### Supplied material

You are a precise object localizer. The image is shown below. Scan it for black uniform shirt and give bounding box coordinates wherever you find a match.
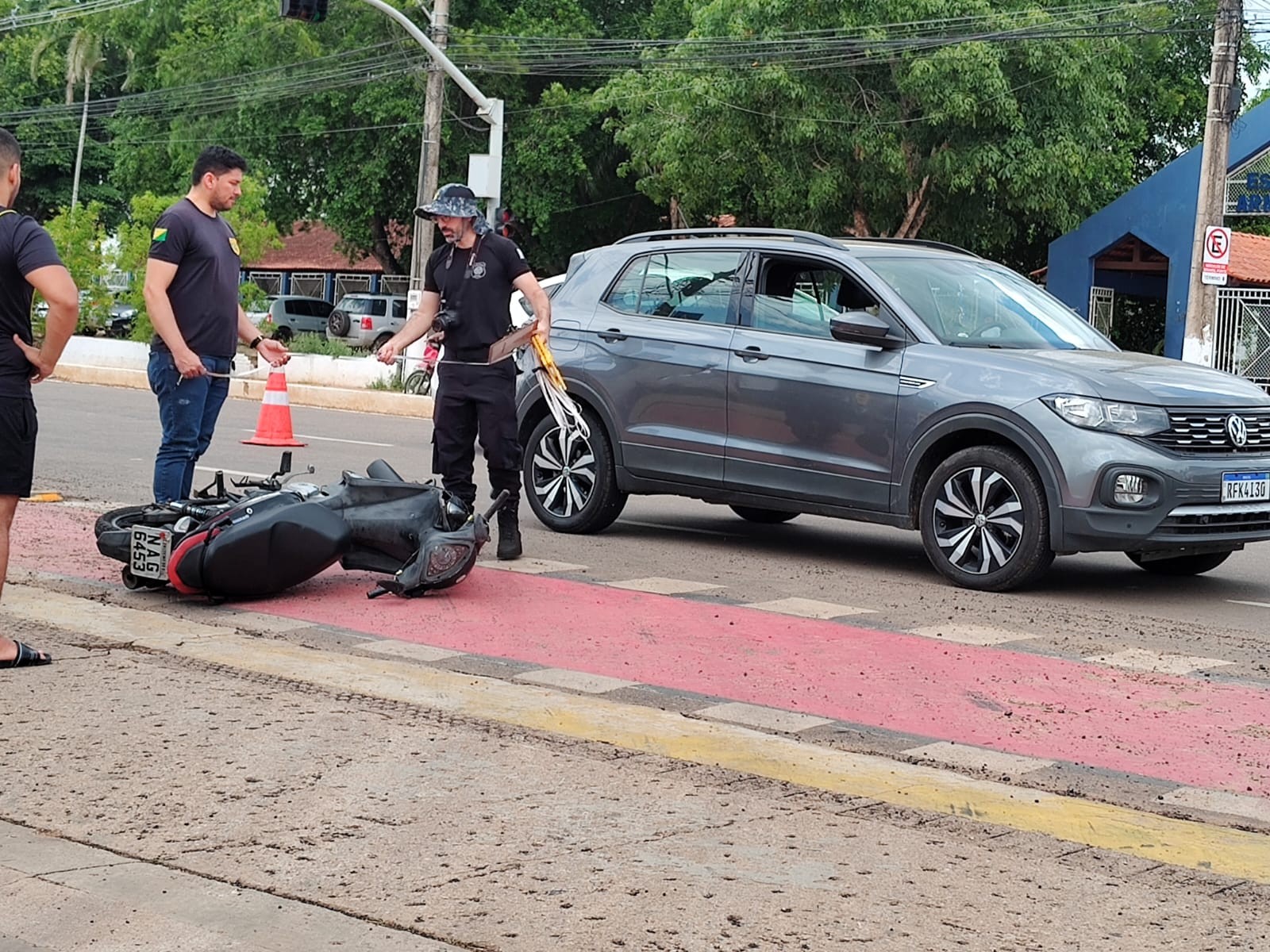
[423,233,529,363]
[0,207,62,400]
[150,198,243,358]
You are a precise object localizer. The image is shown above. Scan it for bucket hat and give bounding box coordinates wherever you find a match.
[414,182,480,218]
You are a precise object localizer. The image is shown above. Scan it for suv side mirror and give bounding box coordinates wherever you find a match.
[829,311,908,351]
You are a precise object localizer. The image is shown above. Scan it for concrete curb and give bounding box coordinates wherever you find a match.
[53,363,432,420]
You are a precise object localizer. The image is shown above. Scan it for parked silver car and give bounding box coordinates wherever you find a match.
[326,294,409,351]
[518,228,1270,590]
[248,294,334,343]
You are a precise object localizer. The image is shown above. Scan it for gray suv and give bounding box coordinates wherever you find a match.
[326,294,409,351]
[518,228,1270,592]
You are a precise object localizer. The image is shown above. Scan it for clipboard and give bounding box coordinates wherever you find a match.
[485,321,536,363]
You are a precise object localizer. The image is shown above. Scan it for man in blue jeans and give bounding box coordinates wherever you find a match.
[144,146,287,503]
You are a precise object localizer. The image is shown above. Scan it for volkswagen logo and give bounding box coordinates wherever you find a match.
[1226,414,1249,447]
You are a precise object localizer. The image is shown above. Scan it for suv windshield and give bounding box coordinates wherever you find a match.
[866,256,1118,351]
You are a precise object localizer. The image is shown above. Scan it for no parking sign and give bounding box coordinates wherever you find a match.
[1200,225,1230,284]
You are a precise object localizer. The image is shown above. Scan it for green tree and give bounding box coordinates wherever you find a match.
[44,202,110,332]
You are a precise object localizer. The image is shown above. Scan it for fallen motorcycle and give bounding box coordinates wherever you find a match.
[95,452,506,601]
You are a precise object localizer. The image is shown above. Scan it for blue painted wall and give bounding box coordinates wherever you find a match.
[1045,100,1270,358]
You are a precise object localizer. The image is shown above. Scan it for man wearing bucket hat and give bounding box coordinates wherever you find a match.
[379,182,551,560]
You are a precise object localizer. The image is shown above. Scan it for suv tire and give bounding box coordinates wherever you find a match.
[326,311,353,338]
[728,505,798,525]
[1126,552,1230,576]
[918,446,1054,592]
[523,410,626,535]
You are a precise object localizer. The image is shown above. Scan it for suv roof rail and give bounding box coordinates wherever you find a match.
[614,228,842,248]
[834,235,979,258]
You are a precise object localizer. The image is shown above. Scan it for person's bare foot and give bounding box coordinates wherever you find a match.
[0,635,53,668]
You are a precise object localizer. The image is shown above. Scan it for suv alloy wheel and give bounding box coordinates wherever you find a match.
[523,410,626,535]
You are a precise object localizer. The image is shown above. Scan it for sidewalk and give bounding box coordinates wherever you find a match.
[0,599,1270,952]
[55,363,432,419]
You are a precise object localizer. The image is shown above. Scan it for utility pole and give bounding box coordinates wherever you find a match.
[1183,0,1243,367]
[410,0,449,290]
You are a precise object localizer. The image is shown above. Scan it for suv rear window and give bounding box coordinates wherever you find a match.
[605,251,743,324]
[341,297,387,317]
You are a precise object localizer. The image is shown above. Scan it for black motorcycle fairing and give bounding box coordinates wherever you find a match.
[320,472,470,574]
[167,493,353,597]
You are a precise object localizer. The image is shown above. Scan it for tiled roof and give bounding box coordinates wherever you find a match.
[1230,231,1270,287]
[243,221,383,271]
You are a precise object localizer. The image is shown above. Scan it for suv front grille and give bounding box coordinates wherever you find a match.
[1147,410,1270,455]
[1156,503,1270,536]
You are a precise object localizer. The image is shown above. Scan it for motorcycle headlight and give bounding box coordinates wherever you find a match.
[1041,393,1170,436]
[424,542,471,579]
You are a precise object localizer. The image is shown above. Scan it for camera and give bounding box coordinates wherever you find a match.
[432,307,459,334]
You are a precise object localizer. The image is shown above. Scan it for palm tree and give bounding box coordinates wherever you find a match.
[30,29,106,208]
[66,29,106,208]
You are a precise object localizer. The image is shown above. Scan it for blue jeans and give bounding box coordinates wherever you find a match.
[148,351,233,503]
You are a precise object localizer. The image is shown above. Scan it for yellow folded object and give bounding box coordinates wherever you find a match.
[529,334,565,392]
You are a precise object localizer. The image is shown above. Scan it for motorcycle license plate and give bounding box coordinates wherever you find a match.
[129,525,171,579]
[1222,472,1270,503]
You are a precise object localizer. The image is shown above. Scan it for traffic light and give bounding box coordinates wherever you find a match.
[282,0,326,23]
[494,208,521,237]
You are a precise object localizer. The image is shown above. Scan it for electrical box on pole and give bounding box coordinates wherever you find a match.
[282,0,326,23]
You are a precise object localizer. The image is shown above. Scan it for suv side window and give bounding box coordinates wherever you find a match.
[749,256,881,340]
[605,251,743,324]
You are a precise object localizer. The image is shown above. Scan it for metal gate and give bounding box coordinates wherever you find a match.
[291,271,326,298]
[335,274,371,303]
[1213,288,1270,391]
[246,271,282,294]
[379,274,410,294]
[1090,288,1115,338]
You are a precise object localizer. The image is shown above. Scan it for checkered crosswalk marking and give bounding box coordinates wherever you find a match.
[608,575,722,595]
[910,624,1037,645]
[476,559,587,575]
[1084,647,1234,674]
[745,598,874,620]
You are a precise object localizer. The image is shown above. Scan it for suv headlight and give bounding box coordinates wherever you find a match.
[1041,393,1170,436]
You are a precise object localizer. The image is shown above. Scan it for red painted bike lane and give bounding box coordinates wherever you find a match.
[22,505,1270,796]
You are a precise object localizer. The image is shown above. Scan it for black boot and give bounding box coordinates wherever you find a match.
[498,503,521,562]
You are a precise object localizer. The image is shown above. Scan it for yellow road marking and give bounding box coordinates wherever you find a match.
[10,585,1270,884]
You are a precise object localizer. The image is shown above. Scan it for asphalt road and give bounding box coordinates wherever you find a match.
[36,381,1270,650]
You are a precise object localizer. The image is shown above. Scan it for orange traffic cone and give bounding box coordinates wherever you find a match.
[243,367,305,447]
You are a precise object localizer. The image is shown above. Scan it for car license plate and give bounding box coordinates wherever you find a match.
[1222,472,1270,503]
[129,525,171,579]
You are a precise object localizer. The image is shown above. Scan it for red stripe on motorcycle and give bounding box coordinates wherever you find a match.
[167,529,212,595]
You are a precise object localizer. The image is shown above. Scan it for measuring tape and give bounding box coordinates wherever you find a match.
[529,334,591,440]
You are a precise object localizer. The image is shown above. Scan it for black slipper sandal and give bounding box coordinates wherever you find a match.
[0,641,53,668]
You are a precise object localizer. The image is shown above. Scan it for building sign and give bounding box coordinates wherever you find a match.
[1200,225,1230,284]
[1226,148,1270,216]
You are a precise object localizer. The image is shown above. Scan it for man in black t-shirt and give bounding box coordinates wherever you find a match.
[144,146,287,503]
[379,184,551,559]
[0,129,79,668]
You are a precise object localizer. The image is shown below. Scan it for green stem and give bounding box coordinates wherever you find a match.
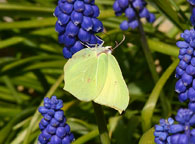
[73,129,99,144]
[135,10,170,120]
[93,102,110,144]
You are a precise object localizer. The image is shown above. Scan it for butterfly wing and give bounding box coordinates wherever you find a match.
[94,54,129,113]
[64,48,107,101]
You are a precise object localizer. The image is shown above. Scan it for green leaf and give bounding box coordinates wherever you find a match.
[0,3,54,17]
[139,128,155,144]
[23,74,64,144]
[1,55,63,72]
[149,0,189,31]
[141,59,179,131]
[73,129,99,144]
[148,39,179,57]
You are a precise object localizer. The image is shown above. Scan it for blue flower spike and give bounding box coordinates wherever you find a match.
[113,0,155,31]
[54,0,103,59]
[38,96,74,144]
[175,29,195,107]
[154,109,195,144]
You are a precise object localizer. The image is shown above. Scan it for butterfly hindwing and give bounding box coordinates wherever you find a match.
[94,54,129,113]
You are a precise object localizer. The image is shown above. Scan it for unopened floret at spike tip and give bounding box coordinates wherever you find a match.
[154,109,195,144]
[54,0,103,58]
[38,96,74,144]
[175,29,195,111]
[113,0,155,30]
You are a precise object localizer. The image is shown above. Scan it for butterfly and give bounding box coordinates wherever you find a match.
[64,40,130,113]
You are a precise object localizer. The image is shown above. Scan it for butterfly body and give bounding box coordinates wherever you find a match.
[64,46,129,113]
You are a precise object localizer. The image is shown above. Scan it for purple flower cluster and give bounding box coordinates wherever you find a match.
[187,0,195,26]
[154,29,195,144]
[54,0,103,58]
[154,109,195,144]
[38,96,74,144]
[187,0,195,5]
[113,0,155,30]
[175,29,195,111]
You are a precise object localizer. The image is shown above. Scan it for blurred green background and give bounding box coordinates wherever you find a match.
[0,0,190,144]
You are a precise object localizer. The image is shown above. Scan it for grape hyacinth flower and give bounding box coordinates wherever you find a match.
[113,0,155,30]
[54,0,103,58]
[175,29,195,111]
[38,96,74,144]
[187,0,195,5]
[154,109,195,144]
[154,118,174,144]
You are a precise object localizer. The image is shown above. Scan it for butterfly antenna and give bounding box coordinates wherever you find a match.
[112,35,125,50]
[80,41,90,48]
[95,36,104,47]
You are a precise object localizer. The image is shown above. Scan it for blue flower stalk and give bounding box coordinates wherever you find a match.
[113,0,155,30]
[175,29,195,111]
[154,109,195,144]
[38,96,74,144]
[54,0,103,59]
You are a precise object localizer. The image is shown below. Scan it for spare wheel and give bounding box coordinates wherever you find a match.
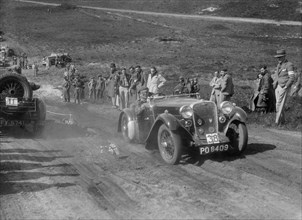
[0,73,32,99]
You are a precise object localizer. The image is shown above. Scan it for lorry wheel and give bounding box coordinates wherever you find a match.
[157,124,182,164]
[0,73,32,99]
[226,122,248,155]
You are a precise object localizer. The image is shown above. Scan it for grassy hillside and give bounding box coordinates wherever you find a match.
[34,0,302,21]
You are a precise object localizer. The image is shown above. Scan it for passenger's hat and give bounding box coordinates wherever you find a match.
[274,49,286,58]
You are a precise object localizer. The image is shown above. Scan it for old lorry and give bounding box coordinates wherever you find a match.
[0,70,46,134]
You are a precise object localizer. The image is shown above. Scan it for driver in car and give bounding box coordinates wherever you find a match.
[130,87,149,115]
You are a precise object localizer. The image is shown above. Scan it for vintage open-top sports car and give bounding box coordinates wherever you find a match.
[118,94,248,164]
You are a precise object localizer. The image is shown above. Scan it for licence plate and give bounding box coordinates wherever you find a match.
[0,119,25,126]
[5,97,18,106]
[206,133,219,144]
[199,144,229,155]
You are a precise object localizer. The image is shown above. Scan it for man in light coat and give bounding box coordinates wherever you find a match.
[273,49,295,125]
[219,69,234,104]
[147,67,167,96]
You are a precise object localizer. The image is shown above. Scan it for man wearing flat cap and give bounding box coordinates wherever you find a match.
[273,49,295,124]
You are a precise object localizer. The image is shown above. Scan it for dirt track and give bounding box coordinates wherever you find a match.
[16,0,302,26]
[0,92,301,219]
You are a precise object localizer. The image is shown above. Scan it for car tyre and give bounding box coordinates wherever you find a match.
[226,122,248,156]
[157,124,182,165]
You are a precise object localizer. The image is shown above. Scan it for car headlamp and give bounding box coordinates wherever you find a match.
[220,101,234,115]
[179,105,193,118]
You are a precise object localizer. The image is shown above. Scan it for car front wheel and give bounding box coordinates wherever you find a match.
[226,122,248,155]
[157,124,182,164]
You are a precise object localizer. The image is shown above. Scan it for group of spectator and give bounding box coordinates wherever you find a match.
[214,49,301,125]
[63,50,301,124]
[210,69,234,106]
[62,63,166,110]
[173,76,200,95]
[106,63,166,110]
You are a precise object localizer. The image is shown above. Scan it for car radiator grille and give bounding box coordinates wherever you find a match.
[193,102,218,137]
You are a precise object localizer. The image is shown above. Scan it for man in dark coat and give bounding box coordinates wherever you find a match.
[273,49,295,125]
[63,77,71,102]
[256,65,274,113]
[173,76,189,95]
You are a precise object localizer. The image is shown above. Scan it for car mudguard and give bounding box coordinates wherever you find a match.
[145,113,182,149]
[223,107,247,134]
[117,108,135,132]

######

* **What you need to do**: Using the material above, extract the line that contains "it for dirt" and every line after it, exactly as given; stop at the last line.

* **Expected answer**:
You are a precise object localizer. The image is shown above. Scan it for dirt track and give bounding box coordinates wherever you find a match.
[16,0,302,26]
[0,92,301,219]
You are a precise object localizer. The image is shown above. Scan it for car tyre and give bounding box coordinates wherever you find a match.
[226,122,248,156]
[157,124,182,165]
You are a precise object localizer. The image is shown above. Scan it for car headlamp and give bounding box coordinates wherever you find a match.
[220,101,234,115]
[179,105,193,118]
You are a precise object localizer. The image is shown above. Scan it for car front wheel and give bounding box coordinates wherever you find a match.
[226,122,248,155]
[157,124,182,164]
You are a precise object localizer. The image is shown above. Scan it for group of spectator and give bounding box coordinates wherever you find a match.
[214,49,301,125]
[63,50,301,124]
[210,69,234,106]
[62,63,166,110]
[173,76,200,95]
[106,63,166,110]
You are a precise object localizer. The image is shown above. Scan it for car radiator grille and give bounding box coordinates wherever you find a match.
[193,102,218,137]
You are a precise object localizer. The image is shown above. Scan it for man in dark coat and give bounding box coordinates wherever you find a match.
[273,49,295,125]
[63,77,71,102]
[256,65,274,113]
[173,76,189,95]
You are a precise object localizer. The image is shown above. Scan it for car mudguard and give bounding box coordinates wherever you find a match.
[145,113,182,149]
[223,107,247,134]
[117,108,135,132]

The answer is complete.